## [Problem description]
Revise the entries starting at the line containing "the concrete structure" and ending at the line containing "xmin=0 ymin=208 xmax=620 ymax=389": change "basketball broadcast" to "soccer broadcast" and leave everything else as it is. Return only those lines.
-- The input start --
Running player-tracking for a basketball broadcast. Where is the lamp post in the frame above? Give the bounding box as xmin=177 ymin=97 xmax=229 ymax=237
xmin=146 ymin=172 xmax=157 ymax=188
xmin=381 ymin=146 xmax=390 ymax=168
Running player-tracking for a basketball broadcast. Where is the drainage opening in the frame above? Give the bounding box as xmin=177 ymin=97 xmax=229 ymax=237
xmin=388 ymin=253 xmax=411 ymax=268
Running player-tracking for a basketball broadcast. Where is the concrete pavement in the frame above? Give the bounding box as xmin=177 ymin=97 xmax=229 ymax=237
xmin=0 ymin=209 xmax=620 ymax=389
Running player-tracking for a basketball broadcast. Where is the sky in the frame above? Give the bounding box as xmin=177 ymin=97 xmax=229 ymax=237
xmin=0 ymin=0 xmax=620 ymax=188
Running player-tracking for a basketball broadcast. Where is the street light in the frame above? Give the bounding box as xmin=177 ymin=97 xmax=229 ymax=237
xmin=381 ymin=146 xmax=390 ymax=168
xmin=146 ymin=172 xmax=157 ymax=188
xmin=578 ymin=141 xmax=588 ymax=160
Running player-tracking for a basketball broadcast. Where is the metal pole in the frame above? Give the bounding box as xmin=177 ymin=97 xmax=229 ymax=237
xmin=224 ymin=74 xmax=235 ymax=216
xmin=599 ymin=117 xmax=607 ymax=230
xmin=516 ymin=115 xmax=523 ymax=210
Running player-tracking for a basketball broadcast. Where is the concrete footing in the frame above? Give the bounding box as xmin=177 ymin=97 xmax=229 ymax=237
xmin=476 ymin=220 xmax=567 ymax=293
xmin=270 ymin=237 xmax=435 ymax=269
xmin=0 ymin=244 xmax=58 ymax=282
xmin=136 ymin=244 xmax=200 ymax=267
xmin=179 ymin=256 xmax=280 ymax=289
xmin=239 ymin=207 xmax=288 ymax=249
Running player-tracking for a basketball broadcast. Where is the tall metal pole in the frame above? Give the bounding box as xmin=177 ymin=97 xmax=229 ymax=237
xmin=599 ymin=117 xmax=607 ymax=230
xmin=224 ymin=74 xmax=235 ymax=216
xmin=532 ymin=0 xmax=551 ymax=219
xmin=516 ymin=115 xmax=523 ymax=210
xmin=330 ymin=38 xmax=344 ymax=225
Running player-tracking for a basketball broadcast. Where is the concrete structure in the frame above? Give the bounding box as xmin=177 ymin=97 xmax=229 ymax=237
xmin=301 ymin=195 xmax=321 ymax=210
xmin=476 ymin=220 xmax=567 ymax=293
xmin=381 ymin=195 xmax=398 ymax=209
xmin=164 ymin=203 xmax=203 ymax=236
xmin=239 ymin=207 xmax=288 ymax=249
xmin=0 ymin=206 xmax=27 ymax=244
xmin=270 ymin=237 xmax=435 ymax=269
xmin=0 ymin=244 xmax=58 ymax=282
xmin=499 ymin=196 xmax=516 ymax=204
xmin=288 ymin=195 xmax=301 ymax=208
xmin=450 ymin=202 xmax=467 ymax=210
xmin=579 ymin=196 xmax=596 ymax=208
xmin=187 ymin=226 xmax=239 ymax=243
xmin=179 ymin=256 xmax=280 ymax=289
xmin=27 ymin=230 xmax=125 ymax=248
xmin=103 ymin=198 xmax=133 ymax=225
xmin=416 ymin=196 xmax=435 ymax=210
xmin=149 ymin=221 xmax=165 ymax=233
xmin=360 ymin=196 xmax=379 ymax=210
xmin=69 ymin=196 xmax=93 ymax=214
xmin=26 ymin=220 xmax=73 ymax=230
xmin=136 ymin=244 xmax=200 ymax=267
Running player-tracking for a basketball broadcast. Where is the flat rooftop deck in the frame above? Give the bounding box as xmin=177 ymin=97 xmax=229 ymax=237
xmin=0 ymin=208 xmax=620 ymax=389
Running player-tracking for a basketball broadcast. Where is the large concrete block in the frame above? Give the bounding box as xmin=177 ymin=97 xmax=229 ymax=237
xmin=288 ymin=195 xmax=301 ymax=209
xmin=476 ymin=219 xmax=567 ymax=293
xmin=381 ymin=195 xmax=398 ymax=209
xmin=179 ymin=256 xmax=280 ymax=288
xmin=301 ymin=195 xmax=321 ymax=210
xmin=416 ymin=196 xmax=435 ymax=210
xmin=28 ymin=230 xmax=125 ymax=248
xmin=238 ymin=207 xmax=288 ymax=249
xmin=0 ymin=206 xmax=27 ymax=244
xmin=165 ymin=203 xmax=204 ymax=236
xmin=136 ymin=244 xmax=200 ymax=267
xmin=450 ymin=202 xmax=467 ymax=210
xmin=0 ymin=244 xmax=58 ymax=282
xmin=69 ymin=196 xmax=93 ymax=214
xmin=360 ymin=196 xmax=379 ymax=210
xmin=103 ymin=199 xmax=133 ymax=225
-- The input end --
## [Output for this task]
Running player-tracking for a soccer broadcast. Where is the concrete structure in the frame above? Give the bounding box as xmin=177 ymin=97 xmax=229 ymax=237
xmin=301 ymin=195 xmax=321 ymax=210
xmin=476 ymin=220 xmax=567 ymax=293
xmin=381 ymin=195 xmax=398 ymax=209
xmin=164 ymin=203 xmax=203 ymax=236
xmin=239 ymin=207 xmax=288 ymax=249
xmin=0 ymin=206 xmax=27 ymax=244
xmin=270 ymin=237 xmax=435 ymax=269
xmin=0 ymin=244 xmax=58 ymax=282
xmin=499 ymin=196 xmax=516 ymax=204
xmin=288 ymin=195 xmax=301 ymax=208
xmin=450 ymin=202 xmax=467 ymax=210
xmin=579 ymin=196 xmax=596 ymax=208
xmin=187 ymin=226 xmax=239 ymax=243
xmin=179 ymin=256 xmax=280 ymax=289
xmin=27 ymin=230 xmax=125 ymax=248
xmin=103 ymin=198 xmax=133 ymax=225
xmin=416 ymin=196 xmax=435 ymax=210
xmin=149 ymin=221 xmax=165 ymax=233
xmin=360 ymin=196 xmax=379 ymax=210
xmin=69 ymin=196 xmax=93 ymax=214
xmin=26 ymin=220 xmax=73 ymax=230
xmin=136 ymin=244 xmax=200 ymax=267
Running player-tracking for a soccer broadcast. Where is the flat rooftop deck in the frame above? Give the bounding box as xmin=177 ymin=97 xmax=229 ymax=237
xmin=0 ymin=208 xmax=620 ymax=389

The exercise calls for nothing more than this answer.